Answer these questions using the passage on meditation and anxiety, marking each answer with the same number.
1. What does the writer say they have personally found incredibly calming?
2. What is the null hypothesis in Lazar's research?
3. In the first study, which three things were the thicker brain regions related to?

→ Reading passage
──────
Being diagnosed with generalized anxiety leaves one with a lot of questions, mostly regarding treatment. Although most people would assume that medicine and therapy are the only two available options, I’ve done a lot of research into various self care strategies that can benefit someone outside of those two (sometimes expensive) options. Something I’ve personally found incredibly calming is meditation. Many people agree with this sentiment and believe it adds to their lives and health in other positive ways as well. So are there any medical opinions or studies done on this topic?
Two studies, both performed by Sara Lazar, a neuroscientist at Mass Gen, strove to explore the medicinal effects of meditation. Lazar and the other researchers hypothesized that meditation may also be associated with changes in brain structure. In this situation, the null hypothesis would be that meditation has no effect on brain structure, and the alternative hypothesis is that meditation does indeed change one’s brain structure.
In the first study Lazar worked on, the brains of people with extensive meditation experience were imaged and certain areas of their brains were found to be thicker than the brains of the control group. The regions of the brain that showed an increase in thickness had to do with attention, interoception (the sense of one’s physiological condition), and sensory awareness. Additionally, the difference between older participants who meditated and those that didn’t was extremely pronounced, suggesting that meditation could even work to stop the effects of aging on certain areas of the brain.
──────
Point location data
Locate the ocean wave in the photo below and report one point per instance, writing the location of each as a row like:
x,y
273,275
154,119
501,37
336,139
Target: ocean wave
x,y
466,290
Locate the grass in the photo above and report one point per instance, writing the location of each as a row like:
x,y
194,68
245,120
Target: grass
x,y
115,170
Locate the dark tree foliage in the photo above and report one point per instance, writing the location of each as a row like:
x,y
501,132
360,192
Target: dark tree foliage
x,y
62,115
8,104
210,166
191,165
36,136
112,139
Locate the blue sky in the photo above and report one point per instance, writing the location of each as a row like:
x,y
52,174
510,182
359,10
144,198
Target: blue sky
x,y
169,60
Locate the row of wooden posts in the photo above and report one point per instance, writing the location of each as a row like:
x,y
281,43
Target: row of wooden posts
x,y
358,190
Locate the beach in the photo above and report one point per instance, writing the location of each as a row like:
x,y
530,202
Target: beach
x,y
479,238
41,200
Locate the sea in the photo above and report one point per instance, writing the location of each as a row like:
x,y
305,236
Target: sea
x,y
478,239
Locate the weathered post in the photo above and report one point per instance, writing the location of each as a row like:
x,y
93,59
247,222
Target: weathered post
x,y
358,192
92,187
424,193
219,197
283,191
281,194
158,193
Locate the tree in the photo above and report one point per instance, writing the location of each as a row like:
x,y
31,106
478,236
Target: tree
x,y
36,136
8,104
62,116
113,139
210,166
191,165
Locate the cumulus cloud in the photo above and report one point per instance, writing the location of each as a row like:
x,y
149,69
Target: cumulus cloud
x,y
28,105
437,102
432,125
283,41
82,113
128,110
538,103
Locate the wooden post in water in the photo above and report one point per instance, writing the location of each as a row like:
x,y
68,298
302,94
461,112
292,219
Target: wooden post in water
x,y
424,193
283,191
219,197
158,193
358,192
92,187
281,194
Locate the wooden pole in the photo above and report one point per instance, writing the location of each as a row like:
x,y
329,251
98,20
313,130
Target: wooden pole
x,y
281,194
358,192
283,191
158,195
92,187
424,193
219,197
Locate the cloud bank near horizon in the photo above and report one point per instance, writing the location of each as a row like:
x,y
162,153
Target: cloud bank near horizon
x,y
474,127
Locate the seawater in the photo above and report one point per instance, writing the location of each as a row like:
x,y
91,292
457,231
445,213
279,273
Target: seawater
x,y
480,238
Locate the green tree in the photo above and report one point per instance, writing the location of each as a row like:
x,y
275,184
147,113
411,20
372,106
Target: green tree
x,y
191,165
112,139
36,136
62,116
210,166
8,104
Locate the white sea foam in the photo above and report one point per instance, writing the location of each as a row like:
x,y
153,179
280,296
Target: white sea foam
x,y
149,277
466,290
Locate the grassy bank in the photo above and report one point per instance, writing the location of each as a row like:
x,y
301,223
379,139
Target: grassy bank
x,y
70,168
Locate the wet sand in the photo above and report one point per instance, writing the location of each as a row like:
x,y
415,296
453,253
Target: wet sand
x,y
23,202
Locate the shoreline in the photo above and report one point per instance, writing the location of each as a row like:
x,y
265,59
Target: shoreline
──────
→ Answer for this exercise
1. Meditation.
2. That meditation has no effect on brain structure.
3. Attention, interoception, and sensory awareness.